| WHAT THIS TASK INVOLVES |
The data follows this line. Copy verbatim the line with "If you could segment every instance of the red tiled" and each line after it to the end.

--- start EXERCISE MATERIALS ---

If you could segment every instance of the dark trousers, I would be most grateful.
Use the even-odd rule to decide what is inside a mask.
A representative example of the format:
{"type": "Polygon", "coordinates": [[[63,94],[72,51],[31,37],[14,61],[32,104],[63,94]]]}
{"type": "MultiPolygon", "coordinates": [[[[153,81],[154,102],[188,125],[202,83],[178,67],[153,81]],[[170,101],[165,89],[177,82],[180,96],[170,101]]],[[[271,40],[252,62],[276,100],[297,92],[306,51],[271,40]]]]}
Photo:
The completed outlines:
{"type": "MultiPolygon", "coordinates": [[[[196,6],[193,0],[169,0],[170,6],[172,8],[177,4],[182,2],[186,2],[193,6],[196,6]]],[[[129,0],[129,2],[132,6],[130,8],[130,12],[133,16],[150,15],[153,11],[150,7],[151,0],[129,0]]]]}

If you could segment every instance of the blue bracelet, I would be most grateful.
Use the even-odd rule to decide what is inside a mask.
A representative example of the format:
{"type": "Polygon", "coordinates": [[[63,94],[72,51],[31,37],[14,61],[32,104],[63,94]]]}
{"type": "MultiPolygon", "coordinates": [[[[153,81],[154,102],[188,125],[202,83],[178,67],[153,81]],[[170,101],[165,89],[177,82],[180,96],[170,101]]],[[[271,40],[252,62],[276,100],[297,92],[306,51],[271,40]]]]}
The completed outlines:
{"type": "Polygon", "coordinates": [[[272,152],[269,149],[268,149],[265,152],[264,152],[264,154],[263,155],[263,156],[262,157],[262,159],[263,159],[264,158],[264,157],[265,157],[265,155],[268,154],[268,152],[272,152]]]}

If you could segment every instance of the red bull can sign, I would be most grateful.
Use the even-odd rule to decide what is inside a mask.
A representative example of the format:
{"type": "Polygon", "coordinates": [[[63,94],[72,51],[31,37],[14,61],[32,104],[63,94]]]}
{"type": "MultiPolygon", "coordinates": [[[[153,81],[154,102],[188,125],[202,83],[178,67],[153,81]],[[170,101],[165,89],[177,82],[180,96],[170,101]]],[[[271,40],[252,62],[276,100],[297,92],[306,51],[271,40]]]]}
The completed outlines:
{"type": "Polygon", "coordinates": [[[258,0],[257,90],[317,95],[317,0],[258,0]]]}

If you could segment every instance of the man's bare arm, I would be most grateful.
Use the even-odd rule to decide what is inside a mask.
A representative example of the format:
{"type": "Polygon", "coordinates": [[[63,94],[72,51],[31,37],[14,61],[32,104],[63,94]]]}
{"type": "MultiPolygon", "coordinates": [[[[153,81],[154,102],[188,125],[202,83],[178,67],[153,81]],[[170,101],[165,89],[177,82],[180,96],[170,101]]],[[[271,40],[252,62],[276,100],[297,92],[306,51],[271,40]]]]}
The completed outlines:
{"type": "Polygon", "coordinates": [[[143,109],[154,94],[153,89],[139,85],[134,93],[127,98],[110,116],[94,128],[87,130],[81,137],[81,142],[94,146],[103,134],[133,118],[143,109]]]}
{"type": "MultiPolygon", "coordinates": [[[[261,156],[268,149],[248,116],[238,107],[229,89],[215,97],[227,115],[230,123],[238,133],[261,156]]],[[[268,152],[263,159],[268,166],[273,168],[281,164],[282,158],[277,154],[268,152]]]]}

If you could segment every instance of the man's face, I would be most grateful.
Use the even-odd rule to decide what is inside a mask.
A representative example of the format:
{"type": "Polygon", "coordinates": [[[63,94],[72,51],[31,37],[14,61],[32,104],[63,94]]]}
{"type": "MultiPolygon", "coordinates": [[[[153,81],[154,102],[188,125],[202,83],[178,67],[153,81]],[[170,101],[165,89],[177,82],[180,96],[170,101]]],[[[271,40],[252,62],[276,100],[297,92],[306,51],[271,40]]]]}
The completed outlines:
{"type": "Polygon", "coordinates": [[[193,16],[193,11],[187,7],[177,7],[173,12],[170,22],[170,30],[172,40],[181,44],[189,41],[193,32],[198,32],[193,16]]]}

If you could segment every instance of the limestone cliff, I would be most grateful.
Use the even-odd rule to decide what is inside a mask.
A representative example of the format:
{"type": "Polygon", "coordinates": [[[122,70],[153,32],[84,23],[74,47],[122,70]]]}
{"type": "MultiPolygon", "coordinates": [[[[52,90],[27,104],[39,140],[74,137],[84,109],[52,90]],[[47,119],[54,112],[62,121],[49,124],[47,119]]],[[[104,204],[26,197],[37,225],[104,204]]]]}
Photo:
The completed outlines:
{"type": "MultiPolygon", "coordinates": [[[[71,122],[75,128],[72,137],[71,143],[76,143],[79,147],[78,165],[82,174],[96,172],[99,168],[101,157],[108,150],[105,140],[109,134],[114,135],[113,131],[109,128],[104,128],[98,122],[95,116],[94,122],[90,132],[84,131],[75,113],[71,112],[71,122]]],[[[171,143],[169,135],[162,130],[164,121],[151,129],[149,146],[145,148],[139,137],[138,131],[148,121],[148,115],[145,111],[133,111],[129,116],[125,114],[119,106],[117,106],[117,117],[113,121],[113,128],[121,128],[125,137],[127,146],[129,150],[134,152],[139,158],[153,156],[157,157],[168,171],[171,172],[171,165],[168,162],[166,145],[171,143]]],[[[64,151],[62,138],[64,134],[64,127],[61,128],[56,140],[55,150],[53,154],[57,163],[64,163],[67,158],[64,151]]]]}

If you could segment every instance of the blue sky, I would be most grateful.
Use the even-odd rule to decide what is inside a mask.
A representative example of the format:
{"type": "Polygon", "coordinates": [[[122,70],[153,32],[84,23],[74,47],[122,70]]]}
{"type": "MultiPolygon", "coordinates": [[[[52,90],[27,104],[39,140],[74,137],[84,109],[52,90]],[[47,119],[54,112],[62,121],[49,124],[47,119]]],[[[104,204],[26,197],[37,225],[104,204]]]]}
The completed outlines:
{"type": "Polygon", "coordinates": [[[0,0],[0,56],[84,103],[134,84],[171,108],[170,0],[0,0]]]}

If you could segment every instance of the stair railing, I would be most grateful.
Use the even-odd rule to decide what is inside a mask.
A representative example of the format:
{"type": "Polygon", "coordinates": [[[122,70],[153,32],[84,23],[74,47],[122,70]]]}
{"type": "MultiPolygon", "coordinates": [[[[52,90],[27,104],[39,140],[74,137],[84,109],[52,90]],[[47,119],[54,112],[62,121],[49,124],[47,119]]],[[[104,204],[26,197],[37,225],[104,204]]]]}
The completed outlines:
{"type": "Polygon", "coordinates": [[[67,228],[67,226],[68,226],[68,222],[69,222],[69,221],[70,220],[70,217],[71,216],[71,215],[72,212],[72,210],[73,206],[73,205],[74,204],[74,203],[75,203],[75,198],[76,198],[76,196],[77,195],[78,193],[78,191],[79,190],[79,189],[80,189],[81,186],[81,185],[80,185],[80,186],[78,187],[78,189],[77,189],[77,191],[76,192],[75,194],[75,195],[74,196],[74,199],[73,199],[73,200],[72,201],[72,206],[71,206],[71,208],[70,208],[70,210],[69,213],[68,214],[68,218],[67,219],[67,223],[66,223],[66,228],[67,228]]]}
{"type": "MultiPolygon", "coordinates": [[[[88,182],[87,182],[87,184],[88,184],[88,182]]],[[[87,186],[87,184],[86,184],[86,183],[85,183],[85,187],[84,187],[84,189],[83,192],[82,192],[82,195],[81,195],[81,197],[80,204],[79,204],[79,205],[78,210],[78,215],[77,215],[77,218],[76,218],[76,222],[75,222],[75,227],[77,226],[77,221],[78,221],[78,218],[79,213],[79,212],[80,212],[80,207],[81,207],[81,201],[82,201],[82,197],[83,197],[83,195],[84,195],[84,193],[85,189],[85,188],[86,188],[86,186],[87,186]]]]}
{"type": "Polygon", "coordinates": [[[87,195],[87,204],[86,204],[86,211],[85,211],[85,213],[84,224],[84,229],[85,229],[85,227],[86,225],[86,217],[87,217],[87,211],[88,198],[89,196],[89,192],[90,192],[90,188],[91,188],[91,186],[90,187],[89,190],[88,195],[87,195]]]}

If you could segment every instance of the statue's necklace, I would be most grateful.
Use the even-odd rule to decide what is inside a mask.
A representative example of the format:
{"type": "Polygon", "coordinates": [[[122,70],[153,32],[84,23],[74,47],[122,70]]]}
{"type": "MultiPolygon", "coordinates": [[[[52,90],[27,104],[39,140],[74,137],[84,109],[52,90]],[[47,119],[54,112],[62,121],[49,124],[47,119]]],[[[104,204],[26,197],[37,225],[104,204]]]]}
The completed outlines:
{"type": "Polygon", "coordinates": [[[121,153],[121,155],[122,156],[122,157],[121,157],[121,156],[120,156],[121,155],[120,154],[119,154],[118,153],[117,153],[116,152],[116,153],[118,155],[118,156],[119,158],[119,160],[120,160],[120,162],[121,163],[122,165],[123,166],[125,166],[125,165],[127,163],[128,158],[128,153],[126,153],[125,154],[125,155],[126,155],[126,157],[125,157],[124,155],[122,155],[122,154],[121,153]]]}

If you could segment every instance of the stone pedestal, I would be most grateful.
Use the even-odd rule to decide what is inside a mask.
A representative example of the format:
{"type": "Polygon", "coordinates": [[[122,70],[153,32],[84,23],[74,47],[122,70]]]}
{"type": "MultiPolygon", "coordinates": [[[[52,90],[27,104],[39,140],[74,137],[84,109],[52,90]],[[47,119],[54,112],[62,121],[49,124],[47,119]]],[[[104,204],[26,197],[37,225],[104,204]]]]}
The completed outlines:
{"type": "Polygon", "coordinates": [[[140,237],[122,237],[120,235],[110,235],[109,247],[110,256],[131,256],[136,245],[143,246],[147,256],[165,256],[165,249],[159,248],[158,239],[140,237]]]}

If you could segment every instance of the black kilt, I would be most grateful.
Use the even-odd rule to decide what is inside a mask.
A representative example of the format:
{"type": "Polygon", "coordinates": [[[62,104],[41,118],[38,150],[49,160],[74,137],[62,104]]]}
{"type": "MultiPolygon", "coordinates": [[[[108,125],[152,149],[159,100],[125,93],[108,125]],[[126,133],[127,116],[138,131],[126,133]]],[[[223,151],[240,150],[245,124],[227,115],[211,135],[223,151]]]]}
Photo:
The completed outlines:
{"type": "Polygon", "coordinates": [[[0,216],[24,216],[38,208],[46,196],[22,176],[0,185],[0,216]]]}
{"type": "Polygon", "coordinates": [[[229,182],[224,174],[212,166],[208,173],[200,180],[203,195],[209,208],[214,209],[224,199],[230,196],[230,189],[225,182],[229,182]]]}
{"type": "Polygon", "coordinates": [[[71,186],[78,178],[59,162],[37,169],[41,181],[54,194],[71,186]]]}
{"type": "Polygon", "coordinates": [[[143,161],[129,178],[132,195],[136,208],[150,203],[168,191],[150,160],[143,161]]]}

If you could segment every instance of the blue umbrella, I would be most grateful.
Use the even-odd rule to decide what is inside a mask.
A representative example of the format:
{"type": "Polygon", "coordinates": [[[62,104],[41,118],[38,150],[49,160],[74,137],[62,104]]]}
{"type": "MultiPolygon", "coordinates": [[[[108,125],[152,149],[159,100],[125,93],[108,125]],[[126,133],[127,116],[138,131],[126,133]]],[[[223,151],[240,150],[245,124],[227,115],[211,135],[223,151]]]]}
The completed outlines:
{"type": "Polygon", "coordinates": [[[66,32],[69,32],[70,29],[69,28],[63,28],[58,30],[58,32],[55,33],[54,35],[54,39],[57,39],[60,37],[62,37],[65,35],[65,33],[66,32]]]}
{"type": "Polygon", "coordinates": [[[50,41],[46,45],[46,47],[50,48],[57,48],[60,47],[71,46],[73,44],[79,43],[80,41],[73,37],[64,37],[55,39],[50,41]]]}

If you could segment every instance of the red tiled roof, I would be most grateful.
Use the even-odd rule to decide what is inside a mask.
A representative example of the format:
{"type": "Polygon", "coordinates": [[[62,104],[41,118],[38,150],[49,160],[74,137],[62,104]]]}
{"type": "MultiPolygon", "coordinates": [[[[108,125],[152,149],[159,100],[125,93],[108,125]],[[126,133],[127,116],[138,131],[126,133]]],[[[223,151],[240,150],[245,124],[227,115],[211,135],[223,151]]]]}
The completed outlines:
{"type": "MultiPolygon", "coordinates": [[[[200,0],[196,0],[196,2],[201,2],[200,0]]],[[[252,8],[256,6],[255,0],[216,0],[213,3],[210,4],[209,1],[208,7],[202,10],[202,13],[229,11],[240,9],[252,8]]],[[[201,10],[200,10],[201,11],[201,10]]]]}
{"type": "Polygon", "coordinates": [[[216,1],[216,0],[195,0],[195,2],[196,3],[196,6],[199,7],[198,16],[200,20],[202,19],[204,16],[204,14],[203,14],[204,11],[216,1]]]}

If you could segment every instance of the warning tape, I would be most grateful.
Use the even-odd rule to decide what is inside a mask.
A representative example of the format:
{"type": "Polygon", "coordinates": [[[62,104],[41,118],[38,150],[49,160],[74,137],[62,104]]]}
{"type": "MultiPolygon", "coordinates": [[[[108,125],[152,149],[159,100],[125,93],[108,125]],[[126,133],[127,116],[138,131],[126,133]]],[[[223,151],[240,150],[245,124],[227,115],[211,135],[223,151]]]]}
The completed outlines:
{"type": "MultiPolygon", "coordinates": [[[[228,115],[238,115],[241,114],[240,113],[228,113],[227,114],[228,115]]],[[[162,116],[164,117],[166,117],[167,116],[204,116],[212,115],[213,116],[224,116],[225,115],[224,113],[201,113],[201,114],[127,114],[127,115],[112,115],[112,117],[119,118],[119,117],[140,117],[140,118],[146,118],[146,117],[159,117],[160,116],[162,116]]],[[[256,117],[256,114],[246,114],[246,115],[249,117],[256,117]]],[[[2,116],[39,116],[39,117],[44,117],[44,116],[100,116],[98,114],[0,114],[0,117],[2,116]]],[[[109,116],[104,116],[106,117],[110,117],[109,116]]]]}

--- end EXERCISE MATERIALS ---

| WRITTEN RESPONSE |
If you could segment every instance of the red tiled roof, I would be most grateful.
Use the even-odd rule to decide what is inside a mask.
A representative example of the format:
{"type": "Polygon", "coordinates": [[[62,104],[41,118],[38,150],[49,160],[74,137],[62,104]]]}
{"type": "MultiPolygon", "coordinates": [[[[108,125],[152,149],[159,100],[125,93],[108,125]],[[126,133],[127,116],[138,131],[126,133]]],[[[223,151],[240,150],[245,124],[227,115],[211,135],[223,151]]]]}
The completed outlines:
{"type": "MultiPolygon", "coordinates": [[[[200,0],[196,0],[196,2],[201,2],[200,0]]],[[[252,8],[256,6],[255,0],[216,0],[213,3],[210,4],[209,1],[208,7],[202,10],[202,13],[229,11],[240,9],[252,8]]],[[[201,10],[200,10],[201,11],[201,10]]]]}
{"type": "Polygon", "coordinates": [[[216,1],[216,0],[195,0],[195,2],[196,3],[196,6],[199,7],[198,16],[200,20],[202,19],[204,16],[204,14],[203,14],[204,11],[216,1]]]}

If you could segment every instance of the warning tape, I would be most grateful.
Use the even-odd rule to decide what is inside a mask.
A representative example of the format:
{"type": "Polygon", "coordinates": [[[62,104],[41,118],[38,150],[49,160],[74,137],[62,104]]]}
{"type": "MultiPolygon", "coordinates": [[[[108,125],[152,149],[159,100],[125,93],[108,125]],[[126,133],[127,116],[138,131],[126,133]]],[[[223,151],[240,150],[245,124],[227,115],[211,135],[223,151]]]]}
The completed outlines:
{"type": "MultiPolygon", "coordinates": [[[[228,115],[238,115],[241,114],[240,113],[228,113],[227,114],[228,115]]],[[[162,116],[164,117],[166,117],[167,116],[204,116],[212,115],[213,116],[224,116],[225,115],[224,113],[201,113],[201,114],[127,114],[127,115],[112,115],[112,117],[119,118],[119,117],[140,117],[140,118],[146,118],[146,117],[159,117],[160,116],[162,116]]],[[[256,117],[256,114],[246,114],[246,115],[249,117],[256,117]]],[[[2,116],[39,116],[39,117],[44,117],[44,116],[100,116],[98,114],[0,114],[0,117],[2,116]]],[[[109,116],[104,116],[106,117],[110,117],[109,116]]]]}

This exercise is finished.